**Task brief**
In the blog post about OSCON and the book Beautiful Code, what award did the writer receive?

**Excerpt provided**
>>>>>

Also at OSCON, I sat on the Art of Community session panel, organized by Dawn Foster and Danese Cooper and moderated by Danese. It ended up being a real discussion, partly due to provocative questions from the audience, partly due to participants who were willing to say unexpected things, and partly because Danese knows who to prod when; check out the video and see for yourself. Other panelists were Jimmy Wales, Dawn Foster, Sulamita Garcia, Whurley, and Brian Behlendorf (forgive me for not making links for them all, but hey, who needs links when we have search engines, right?)

While OSCON was in town, Powell’s Technical Books and O’Reilly Media arranged a panel at the bookstore, with an editor and several authors from the new book Beautiful Code, and moderated by the inimitable Ward Cunningham. The other panelists were Andy Oram, Greg Kroah-Hartmann, Simon Peyton Jones. It was standing room only and a lot of fun — again with a very provocative audience. That’s one thing I like about having open source hackers be my social set: they’re not shy about saying what they really think. (Never change, never change!)

A final bit of OSCON news. I got the heck surprised out of me: a 2007 Google-O’Reilly Open Source Award (for “Best Community
Builder”). It’s gauche, I guess, to blog about getting an award, but I want to for two reasons. First, since the nominations process is anonymous, I don’t know who to thank for this, so the only way to thank them is to do it here. Whoever you are: thanks, I really appreciate it! Other recipients that night were Pamela Jones, Aaron Leventhal, David Recordon, and Paul Vixie; that’s mighty good company to be in, and I’m honored.

The second reason is that some friends of mine (cough Brian Fitzpatrick cough Zaheda Bhorat cough) managed to pull off an amazing bit of deception. No one ever told me to show up at the awards ceremony; there was not a hint from any source that I should go that night. Somehow they managed to get me to confirm that I was planning to attend (which I was, since I thought there was a chance that someone I knew would win one) without my ever noticing that I’d been asked, or that I’d answered. I don’t even know exactly when they did this. Furthermore, since I hadn’t been told to go, I went in “knowing” that I wasn’t in the running (in fact, I thought I was probably disqualified since I used to work at Google anyway). So they managed to pull off a complete surprise. Nice one :-).

The week after OSCON was a complete blast, with Rick Falkvinge visiting, giving talks all over town about the Swedish Pirate Party (yes, we visited the Pirate Store near my house; how could we not?). I’m hoping to get some pictures from Rick’s camera from that week; I’ll post them when I have them.

And that brings us up to the present, nearly. What I’ve been doing this past week is also exciting, but it’s not done yet, so I’ll wait and blog about it later.

If you made it this far, thanks for listening! Check out Jim’s delightful post about opening a box of books.

…er, well, the book has anyway. My copies of Beautiful Code are here:

Holding Beautiful Code.

Appropriately, the book itself is physically beautiful. And big: at 600 pages, I haven’t read most of the chapters yet. But I’ve been skimming a lot, and diving deep in some places. It’s already my favorite new computer programming book of the year, indeed of the last few years. I could name many chapters that delighted me, but lists of recommendations make the eyes glaze, so let’s go with just one: Chapter 24: Beautiful Concurrency, by Simon Peyton Jones, which was so absorbing it nearly made me miss my stop on the BART going to Berkeley the other day. I haven’t nearly read all 33 chapters yet, of course, so take that as an absolute recommendation, not a comparative one.

<<<<<

**Material provided**
>>>>>

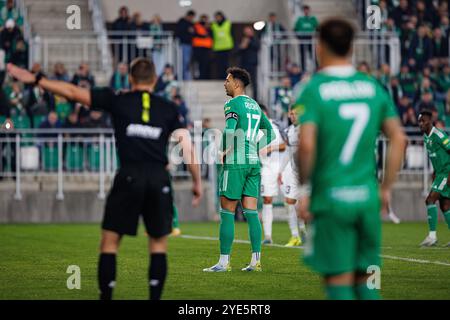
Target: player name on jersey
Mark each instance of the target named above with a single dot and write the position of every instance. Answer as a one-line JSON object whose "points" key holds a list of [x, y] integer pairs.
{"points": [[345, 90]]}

<<<<<
>>>>>

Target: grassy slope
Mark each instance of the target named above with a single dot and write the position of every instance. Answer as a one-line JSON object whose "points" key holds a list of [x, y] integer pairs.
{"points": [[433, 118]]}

<<<<<

**Reply**
A 2007 Google-O'Reilly Open Source Award for "Best Community Builder."